Task
Carry on the news report about the Workington Bridge Club treasurer's theft from where it stops.

Selected text
..........
A TRUSTED treasurer stole almost £23,000 from the Workington club she was meant to help, using some of the cash to fund gambling and online shopping.
Over three-years, 39-year-old Charlotte Phillips routinely helped herself to money that belonged to Workington Bridge Club, typically stealing £125 per week, Carlisle Crown Court heard.
She pleaded guilty to a fraud by abuse of position.
The defendant became treasurer of the club in 2018, prosecutor Emily Land told the court. After getting the job, Phillips kept coming up with excuses for not providing audited accounts, said the prosecutor.
When the matter was raised at a committee meeting, it was confirmed that Phillips had not filed accounts for three years.
“During the meeting, the defendant did present a set of accounts but there were spelling mistakes and it was poorly presented,” said Miss Land. Nor were the accounts signed off by an accountant. Following this, Phillips went to the club’s director.
“She said she hadn’t been honest,” continued Miss Land.
Phillips admitted stealing around £5,000 but promised to repay that money but the following day she visited the director again and confessed that the amount she had stolen from the club was closer to £20,000.
The actual amount she stole was £22,781.
She stole the money by persuading members to sign blank cheques, which she would then pay into her own bank account. When interviewed by the police, she made fully admissions.
In an impact statement, Bruce Denwood, from the club, said many of the bridge club’s members were elderly people who struggled with their mobility.
In particular, the steps that led to the club's entrance were a challenge for some members and there had been plans to improve access. “That has had to be put on hold,” he said.
Even now, at that point 17 months after the offending came to light, the impact of the fraud was still being felt. The defendant’s actions had caused stress and anxiety and there had been bills which were not paid.
There had been an impact on the club’s standing.
Marion Weir, defending, said Phillips, of Elterwater Avenue, Workington, had expressed “genuine and extreme remorse.”
The defendant felt deeply ashamed of what she had done. The barrister said Phillips initially stole to buy items for a new-born baby and the defendant's intention had been to repay the money she took.
“That spiralled out of control, and she became entrenched in this behaviour, from which she could see no way out,” said Miss Weir.
The barrister said Phillips had not enjoyed a lavish lifestyle but there was an issue with gambling and also with online shopping.
..........
Items from a dataset:
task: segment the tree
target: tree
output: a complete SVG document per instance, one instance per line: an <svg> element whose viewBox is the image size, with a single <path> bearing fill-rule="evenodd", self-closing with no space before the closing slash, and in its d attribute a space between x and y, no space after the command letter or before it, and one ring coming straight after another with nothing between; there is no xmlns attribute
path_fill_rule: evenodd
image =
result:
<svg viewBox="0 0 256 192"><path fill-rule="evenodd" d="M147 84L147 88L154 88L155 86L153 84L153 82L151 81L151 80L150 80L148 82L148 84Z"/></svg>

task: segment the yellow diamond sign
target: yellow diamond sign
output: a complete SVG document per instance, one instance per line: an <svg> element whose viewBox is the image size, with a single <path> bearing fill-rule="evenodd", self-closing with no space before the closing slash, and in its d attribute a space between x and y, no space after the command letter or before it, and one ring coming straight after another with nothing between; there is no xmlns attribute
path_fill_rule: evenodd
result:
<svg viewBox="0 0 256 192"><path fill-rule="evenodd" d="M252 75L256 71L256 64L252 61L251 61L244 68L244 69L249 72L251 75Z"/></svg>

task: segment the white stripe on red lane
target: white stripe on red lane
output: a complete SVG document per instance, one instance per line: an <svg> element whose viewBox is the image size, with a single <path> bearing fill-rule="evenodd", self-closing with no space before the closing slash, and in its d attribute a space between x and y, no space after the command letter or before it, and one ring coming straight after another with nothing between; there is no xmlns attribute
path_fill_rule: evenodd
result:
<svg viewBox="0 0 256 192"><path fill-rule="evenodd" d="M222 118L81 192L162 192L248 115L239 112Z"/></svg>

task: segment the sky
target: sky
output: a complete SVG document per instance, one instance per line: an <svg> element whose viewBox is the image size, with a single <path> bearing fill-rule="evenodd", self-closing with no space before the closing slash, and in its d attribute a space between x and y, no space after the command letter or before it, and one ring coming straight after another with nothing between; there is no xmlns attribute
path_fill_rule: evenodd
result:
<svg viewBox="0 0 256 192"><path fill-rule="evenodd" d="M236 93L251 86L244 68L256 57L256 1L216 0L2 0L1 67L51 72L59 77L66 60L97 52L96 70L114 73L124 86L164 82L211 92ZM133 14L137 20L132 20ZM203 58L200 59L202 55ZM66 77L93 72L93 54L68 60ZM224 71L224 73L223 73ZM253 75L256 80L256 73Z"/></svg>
..........
Exercise output
She needed the money she stole to achieve that 'high'. But Philips had been to her GP and been referred for talking therapy. Miss Weir added: “She expresses her apology to the Bridge Club.
Her parents have had to bail her financially in relation to this.
“She knows she has let a number of people down. There’s a long road ahead to repair all of that.”
Judge Nicholas Barker said the Workington Bridge Club has no doubt been something of a lifeline to its members, many of them elderly, and the money it earned was meant to ensure that the club ran smoothly.
Though she may have intended to repay the cash, she was taking in the region of £7,000 a year for three years. “That’s a significant amount of money,” said the judge.
Judge Barker noted the defendant’s “obsessive” approach to online shopping as well as her gambling.
The judge said: “That is where this money went – the hard-earned money of members of Workington Bridge Club. You were able to thieve this money because you held a position of trust, the treasurer.
"You abused that trust and that is what makes this offending so serious...
"The people abused were people you knew, people who relied on you; people who no doubt on a weekly basis you would see, [you] knowing all the while you were stealing from them.
"That was a decision to steal again, and again and again, so much that it would suggest you ceased to be aware of the criminality of what you were doing, so entrenched had it become."
But Judge Barker accepted that Phillips was suitable for rehabilitation.
He imposed a 16-month jail term suspended for two years. The sentence includes a 12-week 6pm to 6am curfew. But with there being no prospect that the money stolen could be repaid, the just did not impose compensation.
But he told Phillips: “You are now a convicted fraudster.”